The problem
Using the records that appear below, write out exactly the lines from the one with "of the dark" through the one with "of the stone", keeping both end lines.
= = = = = = =
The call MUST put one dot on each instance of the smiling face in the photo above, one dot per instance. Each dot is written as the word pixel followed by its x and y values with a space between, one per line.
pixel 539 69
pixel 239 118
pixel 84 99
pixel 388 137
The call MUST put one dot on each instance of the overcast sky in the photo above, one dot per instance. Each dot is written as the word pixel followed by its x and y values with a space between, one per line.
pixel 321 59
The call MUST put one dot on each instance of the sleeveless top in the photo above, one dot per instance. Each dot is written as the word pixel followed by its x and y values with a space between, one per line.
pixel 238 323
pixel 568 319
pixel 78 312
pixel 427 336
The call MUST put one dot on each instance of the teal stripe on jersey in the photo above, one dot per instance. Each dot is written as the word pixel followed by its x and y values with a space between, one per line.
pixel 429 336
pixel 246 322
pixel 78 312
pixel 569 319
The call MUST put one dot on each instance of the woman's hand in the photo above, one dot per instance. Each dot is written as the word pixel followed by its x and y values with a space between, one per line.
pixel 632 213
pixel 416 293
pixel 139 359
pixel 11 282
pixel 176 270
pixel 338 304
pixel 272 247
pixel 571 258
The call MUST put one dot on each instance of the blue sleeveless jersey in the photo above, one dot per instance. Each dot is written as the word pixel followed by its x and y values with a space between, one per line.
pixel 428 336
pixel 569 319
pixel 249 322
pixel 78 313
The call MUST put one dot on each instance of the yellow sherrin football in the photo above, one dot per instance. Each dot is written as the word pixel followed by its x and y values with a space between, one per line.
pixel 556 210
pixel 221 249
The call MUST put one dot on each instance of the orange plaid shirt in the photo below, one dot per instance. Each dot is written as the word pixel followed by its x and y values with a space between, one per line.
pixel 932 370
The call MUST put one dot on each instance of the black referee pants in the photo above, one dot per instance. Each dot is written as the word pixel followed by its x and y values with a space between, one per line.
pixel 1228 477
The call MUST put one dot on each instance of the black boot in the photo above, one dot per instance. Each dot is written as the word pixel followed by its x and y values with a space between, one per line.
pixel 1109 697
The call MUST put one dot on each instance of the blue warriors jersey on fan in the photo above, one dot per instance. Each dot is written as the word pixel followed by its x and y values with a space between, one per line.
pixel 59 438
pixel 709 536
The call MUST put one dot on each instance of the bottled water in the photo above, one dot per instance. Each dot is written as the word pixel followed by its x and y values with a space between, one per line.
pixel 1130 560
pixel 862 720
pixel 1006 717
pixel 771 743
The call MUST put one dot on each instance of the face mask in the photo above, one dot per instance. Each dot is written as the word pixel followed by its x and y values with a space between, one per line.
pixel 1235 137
= = = = = = =
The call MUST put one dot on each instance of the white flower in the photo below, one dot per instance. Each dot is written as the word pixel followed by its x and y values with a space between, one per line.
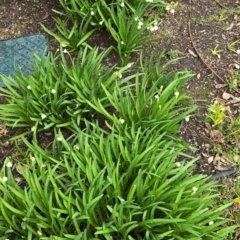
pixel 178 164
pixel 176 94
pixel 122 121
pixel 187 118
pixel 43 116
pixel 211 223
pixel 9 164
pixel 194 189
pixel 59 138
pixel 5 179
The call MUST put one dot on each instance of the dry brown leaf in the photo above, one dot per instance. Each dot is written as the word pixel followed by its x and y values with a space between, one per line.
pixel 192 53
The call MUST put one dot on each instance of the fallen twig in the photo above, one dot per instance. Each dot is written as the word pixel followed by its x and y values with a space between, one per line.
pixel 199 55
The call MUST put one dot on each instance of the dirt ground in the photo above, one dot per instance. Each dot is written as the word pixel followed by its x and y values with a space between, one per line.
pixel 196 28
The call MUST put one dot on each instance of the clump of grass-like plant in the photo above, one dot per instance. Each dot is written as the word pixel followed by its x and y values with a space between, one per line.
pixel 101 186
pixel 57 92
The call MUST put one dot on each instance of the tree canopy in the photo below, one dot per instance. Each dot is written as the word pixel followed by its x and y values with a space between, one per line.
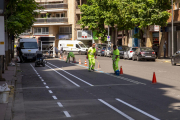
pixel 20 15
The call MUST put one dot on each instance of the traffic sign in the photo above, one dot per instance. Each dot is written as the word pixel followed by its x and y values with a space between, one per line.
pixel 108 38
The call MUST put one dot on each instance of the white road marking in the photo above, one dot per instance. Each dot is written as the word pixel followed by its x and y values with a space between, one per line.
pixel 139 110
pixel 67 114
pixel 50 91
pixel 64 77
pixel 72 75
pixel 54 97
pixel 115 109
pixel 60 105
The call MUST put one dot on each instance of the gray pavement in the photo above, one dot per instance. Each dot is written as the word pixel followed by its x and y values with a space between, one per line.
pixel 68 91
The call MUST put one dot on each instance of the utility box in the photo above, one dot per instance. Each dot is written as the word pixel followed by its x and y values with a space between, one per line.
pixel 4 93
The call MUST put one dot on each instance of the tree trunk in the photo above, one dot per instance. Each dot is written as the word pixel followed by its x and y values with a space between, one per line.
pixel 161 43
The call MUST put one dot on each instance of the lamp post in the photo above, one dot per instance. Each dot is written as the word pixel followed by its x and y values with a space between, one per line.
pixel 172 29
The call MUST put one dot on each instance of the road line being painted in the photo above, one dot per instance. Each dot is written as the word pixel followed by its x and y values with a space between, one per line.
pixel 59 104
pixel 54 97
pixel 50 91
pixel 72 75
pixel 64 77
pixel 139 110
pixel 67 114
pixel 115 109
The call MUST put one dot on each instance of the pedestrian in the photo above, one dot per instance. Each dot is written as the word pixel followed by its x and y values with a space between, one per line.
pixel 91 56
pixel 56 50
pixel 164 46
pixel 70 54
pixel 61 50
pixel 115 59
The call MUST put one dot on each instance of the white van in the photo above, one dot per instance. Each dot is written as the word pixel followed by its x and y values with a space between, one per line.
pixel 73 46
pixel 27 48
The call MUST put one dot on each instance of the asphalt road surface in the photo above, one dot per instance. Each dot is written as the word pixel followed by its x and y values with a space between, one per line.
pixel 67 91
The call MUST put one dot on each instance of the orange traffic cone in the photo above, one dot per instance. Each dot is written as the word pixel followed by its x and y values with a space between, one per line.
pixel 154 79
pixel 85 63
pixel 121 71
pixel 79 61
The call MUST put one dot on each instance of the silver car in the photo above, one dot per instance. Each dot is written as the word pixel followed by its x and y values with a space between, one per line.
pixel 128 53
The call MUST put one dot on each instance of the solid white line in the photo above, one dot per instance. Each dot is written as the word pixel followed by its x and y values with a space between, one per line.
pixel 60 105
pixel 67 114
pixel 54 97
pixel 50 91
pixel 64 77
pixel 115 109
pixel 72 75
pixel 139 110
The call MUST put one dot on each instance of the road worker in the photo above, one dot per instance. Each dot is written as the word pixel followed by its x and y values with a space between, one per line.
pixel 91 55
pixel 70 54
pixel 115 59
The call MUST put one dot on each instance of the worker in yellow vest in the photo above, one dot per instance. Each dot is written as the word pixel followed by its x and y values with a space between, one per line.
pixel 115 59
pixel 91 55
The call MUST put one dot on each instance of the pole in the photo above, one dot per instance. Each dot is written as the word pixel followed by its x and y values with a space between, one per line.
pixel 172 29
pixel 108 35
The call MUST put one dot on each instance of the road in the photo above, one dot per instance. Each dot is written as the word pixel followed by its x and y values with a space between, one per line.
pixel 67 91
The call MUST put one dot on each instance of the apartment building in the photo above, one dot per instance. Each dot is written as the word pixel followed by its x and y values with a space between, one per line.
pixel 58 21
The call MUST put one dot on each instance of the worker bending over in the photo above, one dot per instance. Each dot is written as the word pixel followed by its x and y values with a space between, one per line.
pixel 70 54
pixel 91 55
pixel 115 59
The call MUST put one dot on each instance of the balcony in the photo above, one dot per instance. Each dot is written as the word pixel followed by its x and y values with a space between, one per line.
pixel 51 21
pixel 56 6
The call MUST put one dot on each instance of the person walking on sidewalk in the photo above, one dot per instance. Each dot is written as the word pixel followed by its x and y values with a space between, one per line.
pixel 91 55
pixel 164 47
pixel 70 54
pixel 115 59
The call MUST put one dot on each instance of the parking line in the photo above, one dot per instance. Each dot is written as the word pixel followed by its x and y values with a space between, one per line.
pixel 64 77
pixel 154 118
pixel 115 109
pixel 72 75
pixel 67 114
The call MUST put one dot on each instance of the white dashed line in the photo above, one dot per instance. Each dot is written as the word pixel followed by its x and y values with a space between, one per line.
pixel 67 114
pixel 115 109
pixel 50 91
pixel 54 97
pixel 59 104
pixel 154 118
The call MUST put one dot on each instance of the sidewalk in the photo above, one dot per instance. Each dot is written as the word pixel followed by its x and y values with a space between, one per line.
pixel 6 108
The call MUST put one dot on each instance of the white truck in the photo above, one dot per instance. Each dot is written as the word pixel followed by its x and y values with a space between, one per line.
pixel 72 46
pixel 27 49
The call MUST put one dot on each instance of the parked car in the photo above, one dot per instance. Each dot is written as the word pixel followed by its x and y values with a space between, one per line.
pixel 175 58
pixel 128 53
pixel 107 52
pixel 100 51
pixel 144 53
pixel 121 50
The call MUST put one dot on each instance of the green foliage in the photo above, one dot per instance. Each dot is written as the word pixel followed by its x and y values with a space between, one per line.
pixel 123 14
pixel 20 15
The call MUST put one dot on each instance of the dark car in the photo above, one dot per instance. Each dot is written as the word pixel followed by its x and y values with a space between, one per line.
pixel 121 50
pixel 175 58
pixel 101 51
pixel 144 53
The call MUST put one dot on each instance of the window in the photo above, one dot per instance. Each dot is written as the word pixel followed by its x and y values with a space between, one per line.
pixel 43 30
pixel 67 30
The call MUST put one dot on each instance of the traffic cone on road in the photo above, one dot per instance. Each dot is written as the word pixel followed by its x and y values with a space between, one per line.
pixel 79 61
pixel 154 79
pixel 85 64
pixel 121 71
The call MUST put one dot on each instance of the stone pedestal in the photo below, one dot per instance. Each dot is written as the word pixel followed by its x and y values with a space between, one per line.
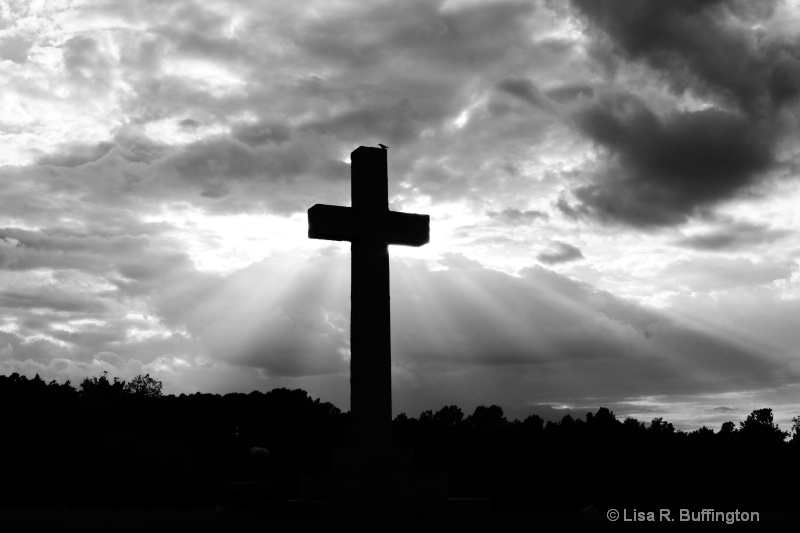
= = = = = = =
Task answer
The call MUST put one dot on each instance of the dark car in the photo above, one dot per instance. Each dot is written as the word pixel followed by its x and y values with a space between, one per line.
pixel 121 50
pixel 175 58
pixel 101 51
pixel 144 53
The call MUST put one dot on each instance of the window in the photo above, one dot per instance. Each dot is written as the word pixel followed by its x and y values with a space between, one per line.
pixel 43 30
pixel 67 30
The call MUST put one dot on each instance of the traffic cone on road in the photo above, one dot per instance. Each dot is written as the word pixel followed by its x and y values with a space between, one per line.
pixel 79 61
pixel 154 79
pixel 85 64
pixel 121 71
The call MUST put one dot on each instance of the stone pedestal in the photo below, one dot per instance. Each dot is written as the word pixel followed by its x and y values with a space between, one per line.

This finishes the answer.